■ OBJETIVO DEL EJERCICIO
Reescribe todos los registros siguientes cambiando "single marker" por "single point" y sin alterar nada más.

■ MATERIAL DE PARTIDA
---

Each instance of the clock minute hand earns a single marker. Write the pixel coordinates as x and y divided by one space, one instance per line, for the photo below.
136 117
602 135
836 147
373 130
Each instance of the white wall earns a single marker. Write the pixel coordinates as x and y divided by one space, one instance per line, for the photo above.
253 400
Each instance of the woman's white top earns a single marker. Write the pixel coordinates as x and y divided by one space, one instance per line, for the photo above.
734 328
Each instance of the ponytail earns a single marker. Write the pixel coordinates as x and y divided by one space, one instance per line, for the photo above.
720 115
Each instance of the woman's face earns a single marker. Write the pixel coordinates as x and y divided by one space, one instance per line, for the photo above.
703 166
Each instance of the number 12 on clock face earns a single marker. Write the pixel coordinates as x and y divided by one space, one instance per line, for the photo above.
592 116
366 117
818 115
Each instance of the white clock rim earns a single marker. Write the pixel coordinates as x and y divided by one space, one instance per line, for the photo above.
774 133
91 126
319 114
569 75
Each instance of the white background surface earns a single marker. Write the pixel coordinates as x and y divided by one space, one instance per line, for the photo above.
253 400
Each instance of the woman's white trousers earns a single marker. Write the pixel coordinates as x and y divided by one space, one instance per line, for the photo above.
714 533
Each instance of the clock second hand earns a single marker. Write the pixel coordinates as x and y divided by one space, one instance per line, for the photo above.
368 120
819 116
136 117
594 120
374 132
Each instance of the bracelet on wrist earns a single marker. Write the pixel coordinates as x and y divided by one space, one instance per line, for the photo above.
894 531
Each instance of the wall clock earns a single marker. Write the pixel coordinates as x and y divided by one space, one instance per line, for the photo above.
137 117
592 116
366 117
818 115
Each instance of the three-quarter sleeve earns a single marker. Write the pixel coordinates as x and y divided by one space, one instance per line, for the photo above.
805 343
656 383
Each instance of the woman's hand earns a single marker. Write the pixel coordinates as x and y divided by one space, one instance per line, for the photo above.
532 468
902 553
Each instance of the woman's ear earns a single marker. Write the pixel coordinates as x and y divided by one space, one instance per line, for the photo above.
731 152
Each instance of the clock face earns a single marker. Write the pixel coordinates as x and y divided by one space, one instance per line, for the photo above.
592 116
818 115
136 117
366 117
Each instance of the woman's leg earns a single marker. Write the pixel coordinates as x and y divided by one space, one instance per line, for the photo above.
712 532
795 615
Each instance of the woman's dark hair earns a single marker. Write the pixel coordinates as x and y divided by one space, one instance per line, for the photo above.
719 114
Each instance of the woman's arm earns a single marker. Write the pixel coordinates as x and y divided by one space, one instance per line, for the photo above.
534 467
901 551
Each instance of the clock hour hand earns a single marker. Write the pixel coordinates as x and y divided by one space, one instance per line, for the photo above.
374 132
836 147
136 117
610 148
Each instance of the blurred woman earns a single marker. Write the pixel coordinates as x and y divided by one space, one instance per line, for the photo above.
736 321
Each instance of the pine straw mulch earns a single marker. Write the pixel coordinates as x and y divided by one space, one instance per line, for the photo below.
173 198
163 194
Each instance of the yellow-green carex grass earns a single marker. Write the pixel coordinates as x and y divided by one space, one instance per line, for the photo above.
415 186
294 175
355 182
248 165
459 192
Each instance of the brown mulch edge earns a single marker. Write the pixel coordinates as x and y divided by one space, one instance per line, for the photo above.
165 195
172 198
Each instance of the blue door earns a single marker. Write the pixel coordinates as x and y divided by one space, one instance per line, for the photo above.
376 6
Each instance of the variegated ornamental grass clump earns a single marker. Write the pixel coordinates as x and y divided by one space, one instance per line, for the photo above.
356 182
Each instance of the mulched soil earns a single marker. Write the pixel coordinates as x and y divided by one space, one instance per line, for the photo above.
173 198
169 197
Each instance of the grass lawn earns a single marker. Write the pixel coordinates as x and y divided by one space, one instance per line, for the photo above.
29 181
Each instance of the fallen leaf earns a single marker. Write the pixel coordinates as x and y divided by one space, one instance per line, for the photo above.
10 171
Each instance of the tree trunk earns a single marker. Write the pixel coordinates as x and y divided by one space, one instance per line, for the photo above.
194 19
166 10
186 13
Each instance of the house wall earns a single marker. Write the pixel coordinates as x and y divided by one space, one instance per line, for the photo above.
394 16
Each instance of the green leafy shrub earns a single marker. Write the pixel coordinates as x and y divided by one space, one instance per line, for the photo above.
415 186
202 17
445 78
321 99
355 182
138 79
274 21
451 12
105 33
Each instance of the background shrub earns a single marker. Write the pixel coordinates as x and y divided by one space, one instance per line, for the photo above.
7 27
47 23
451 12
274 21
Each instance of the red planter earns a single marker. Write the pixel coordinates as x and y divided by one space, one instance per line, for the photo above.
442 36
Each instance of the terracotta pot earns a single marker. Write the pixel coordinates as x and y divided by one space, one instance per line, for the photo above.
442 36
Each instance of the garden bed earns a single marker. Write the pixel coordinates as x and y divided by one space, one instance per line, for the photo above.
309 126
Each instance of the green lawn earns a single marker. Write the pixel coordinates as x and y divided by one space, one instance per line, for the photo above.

---

■ RESULTADO FINAL
Each instance of the clock minute hand earns a single point. Write the pixel coordinates as x and y divided by one space, one instance per line, for the photo below.
136 117
602 135
836 147
373 130
Each instance of the white wall earns a single point. Write the pixel coordinates as x and y divided by one space, one instance per line, for the photo above.
253 400
Each instance of the woman's white top earns a single point. Write the pixel coordinates as x and y divided by one space, one instance per line, for the photo above.
734 328
Each instance of the ponytail earns a single point. Write the pixel coordinates as x and y divided by one space, one instance per line, for the photo above.
720 115
Each instance of the woman's face earns a single point. Write the pixel coordinates as x and y divided by one space, one instance per line, for the photo above.
703 166
Each instance of the number 12 on clock face earns a single point. Write the pixel coordinates as x and y divided by one space, one instance per line, for the photo above.
592 116
366 117
818 115
Each instance of the white clock rim earns a single point. Write the pixel coordinates as x and y divided by one space, one instance per line, for the photo above.
774 133
91 126
319 114
569 75
Each instance of the white background surface earns a single point. Write the pixel coordinates as x and y divided by one space, one instance per line, for the photo above.
253 400
Each instance of the woman's white trousers earns a single point. Write the pixel coordinates as x and y divided by one space, one instance per line, for the photo above.
714 533
Each instance of the clock second hand earns a single point. Write the pixel coordinates as x and y divided by one space, one instance per line, for the photo above.
368 120
819 116
136 117
594 120
374 132
Each instance of the bracelet on wrist earns a single point. Write the pixel coordinates as x and y divided by one space, one instance per line, for the photo above.
894 531
Each instance of the wall clock earns a single point. Write the pixel coordinates as x and y divided by one space, one instance per line, for the photo above.
137 117
592 116
366 117
818 115
Each instance of the three-quarter sleeve earns a single point. Write the pixel coordinates as x and y divided by one space, one instance per line, for the photo above.
805 343
656 383
Each instance of the woman's hand earns a single point. Write the pixel coordinates as x and y divided by one space, one instance per line, for the photo above.
532 468
902 553
Each instance of the woman's ear earns a single point. Write the pixel coordinates as x and y divided by one space, one instance per line, for the photo above.
731 152
Each instance of the clock face earns a single point. Write the pixel coordinates as x and y divided by one space, one instance per line, for the photo above.
592 116
818 115
136 117
366 117
Each instance of the woman's leg earns a single point. Write the pixel coordinates as x and y divided by one space, one instance per line, for the photo above.
712 532
795 615
Each instance of the woman's dark hair earns a single point. Write the pixel coordinates as x and y divided by one space, one instance per line, for the photo above.
719 114
Each instance of the woman's arm earns a single point. Write the pixel coordinates as x and y divided by one space, one instance per line, for the photo above.
534 467
901 551
Each instance of the clock hour hand earns a single point. Write the pixel coordinates as x and y divided by one space, one instance per line, for the photo above.
374 132
836 147
136 117
610 148
Each instance of the blurred woman earns a single point. Write the pixel coordinates as x and y divided by one space, one instance per line, for the photo above.
736 321
Each instance of the pine straw mulch earns a single point. Write the pixel coordinates as x and y divided by one space, one instance per line, for the photo below.
173 198
163 194
Each instance of the yellow-green carex grass earns a single point. Write the pixel coordinates as x and y divided by one space, one instance per line, for the photo above.
415 186
294 175
355 182
248 165
459 192
Each instance of the brown mulch edge earns a single point. Write the pixel coordinates as x and y divided by one space, one instance per line, for the photo above.
165 195
172 198
Each instance of the blue door earns a single point. Write the pixel coordinates as x and y divided by one space, one instance per line, for the photo above.
376 6
Each instance of the variegated ornamental grass clump earns a single point. Write the pixel coordinates as x and y divided by one space, one instance per line, for the photo above.
356 182
Each instance of the mulched soil earns a single point. Write the pixel coordinates as x and y divided by one space, one instance per line, for the photo above.
173 198
169 197
Each instance of the grass lawn earns a single point. Write the pixel coordinates as x and y divided by one space, one instance per line, for the photo above.
29 181
Each instance of the fallen leaf earns a single point. Write the pixel coordinates as x and y divided by one space, one instance per line, for the photo above.
10 171
Each instance of the tree trunk earns a single point. Write the pixel coordinates as x and y divided by one space, one instance per line, for the photo above.
194 19
166 10
186 13
Each instance of the house wall earns a single point. Write the pixel coordinates as x and y divided by one space, one instance per line, for the photo above.
394 16
Each instance of the green leafy shrub earns a single point. Write the pixel coordinates as x and y divided by one space, one instance per line, for the photo above.
415 186
202 17
445 78
321 99
355 182
138 79
274 21
451 12
105 33
Each instance of the background shrub earns a single point. Write the pixel coordinates as x and y divided by one space, one instance per line, for the photo above.
7 27
47 23
451 12
274 21
Each instance of the red planter earns a single point. Write the pixel coordinates as x and y divided by one space, one instance per line, for the photo above.
442 36
Each instance of the terracotta pot earns a single point. Write the pixel coordinates as x and y divided by one space, one instance per line, for the photo above.
442 36
Each instance of the garden bed earns a single point. Write the pixel coordinates as x and y divided by one space, one instance per line, for the photo above.
309 126
Each instance of the green lawn earns a single point. Write the pixel coordinates as x and y divided by one space, one instance per line, for the photo above.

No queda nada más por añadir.